ACTIVITY » Retype, exactly as they appear below, the lines between the line holding "Looking for: blurred green background" and the line holding "Looking for: pink flower", both ends included.

STORED DATA »
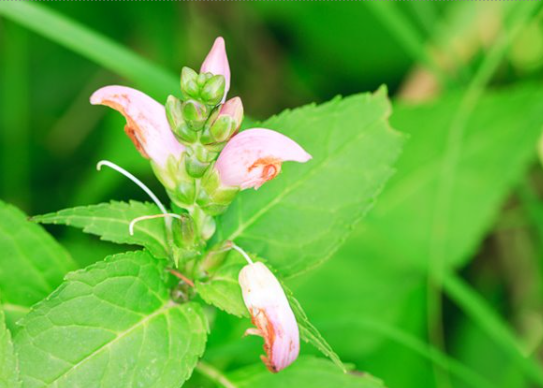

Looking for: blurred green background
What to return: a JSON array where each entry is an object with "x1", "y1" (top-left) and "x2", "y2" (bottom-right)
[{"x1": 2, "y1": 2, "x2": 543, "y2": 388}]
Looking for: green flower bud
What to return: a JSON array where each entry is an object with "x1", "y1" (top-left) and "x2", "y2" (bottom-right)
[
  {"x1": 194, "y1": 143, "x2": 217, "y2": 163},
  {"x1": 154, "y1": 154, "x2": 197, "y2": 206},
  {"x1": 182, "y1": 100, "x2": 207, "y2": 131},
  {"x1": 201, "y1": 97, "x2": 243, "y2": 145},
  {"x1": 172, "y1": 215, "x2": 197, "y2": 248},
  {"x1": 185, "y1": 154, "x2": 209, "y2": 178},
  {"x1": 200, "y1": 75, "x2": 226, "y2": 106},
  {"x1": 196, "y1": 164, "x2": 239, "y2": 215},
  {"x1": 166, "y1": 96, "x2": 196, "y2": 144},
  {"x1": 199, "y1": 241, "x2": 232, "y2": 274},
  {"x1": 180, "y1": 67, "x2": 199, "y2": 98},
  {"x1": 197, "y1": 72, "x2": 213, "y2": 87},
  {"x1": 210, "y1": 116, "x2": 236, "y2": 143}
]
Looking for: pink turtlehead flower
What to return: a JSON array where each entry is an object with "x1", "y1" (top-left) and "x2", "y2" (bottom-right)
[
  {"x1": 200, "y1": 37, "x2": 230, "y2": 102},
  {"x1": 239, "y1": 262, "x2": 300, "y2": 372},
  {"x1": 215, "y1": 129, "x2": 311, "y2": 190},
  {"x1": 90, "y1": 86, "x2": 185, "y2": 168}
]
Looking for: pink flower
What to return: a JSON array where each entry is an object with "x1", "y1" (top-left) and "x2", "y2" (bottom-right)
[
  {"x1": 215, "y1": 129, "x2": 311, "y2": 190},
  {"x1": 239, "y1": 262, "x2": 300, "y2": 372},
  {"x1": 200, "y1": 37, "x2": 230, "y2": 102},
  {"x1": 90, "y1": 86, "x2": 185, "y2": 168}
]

==

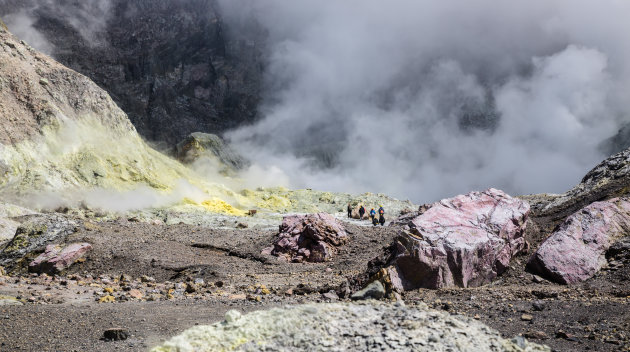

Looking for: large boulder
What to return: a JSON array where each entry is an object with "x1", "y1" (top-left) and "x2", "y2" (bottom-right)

==

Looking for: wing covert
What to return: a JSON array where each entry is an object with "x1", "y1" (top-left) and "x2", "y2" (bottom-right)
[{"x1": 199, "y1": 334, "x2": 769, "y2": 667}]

RESULT »
Looking for: blurred green background
What to return: a JSON array where each entry is an object with "x1", "y1" (top-left) and "x2", "y2" (bottom-right)
[{"x1": 2, "y1": 2, "x2": 543, "y2": 388}]
Looking for: green flower bud
What to return: a JSON array where each entry is an object with "x1", "y1" (top-left) and "x2", "y2" (bottom-right)
[
  {"x1": 194, "y1": 143, "x2": 217, "y2": 163},
  {"x1": 154, "y1": 154, "x2": 197, "y2": 206},
  {"x1": 182, "y1": 100, "x2": 207, "y2": 131},
  {"x1": 201, "y1": 97, "x2": 243, "y2": 145},
  {"x1": 172, "y1": 215, "x2": 197, "y2": 248},
  {"x1": 185, "y1": 154, "x2": 209, "y2": 178},
  {"x1": 200, "y1": 75, "x2": 226, "y2": 106},
  {"x1": 196, "y1": 164, "x2": 239, "y2": 215},
  {"x1": 166, "y1": 96, "x2": 196, "y2": 144},
  {"x1": 199, "y1": 241, "x2": 232, "y2": 274},
  {"x1": 180, "y1": 67, "x2": 199, "y2": 98},
  {"x1": 197, "y1": 72, "x2": 213, "y2": 87},
  {"x1": 210, "y1": 116, "x2": 236, "y2": 143}
]
Looking for: pink turtlehead flower
What to return: a JSON array where each entry is an object with "x1", "y1" (top-left) and "x2", "y2" (bottom-right)
[
  {"x1": 200, "y1": 37, "x2": 230, "y2": 102},
  {"x1": 239, "y1": 262, "x2": 300, "y2": 372},
  {"x1": 215, "y1": 129, "x2": 311, "y2": 190},
  {"x1": 90, "y1": 86, "x2": 185, "y2": 168}
]
Looking for: pink flower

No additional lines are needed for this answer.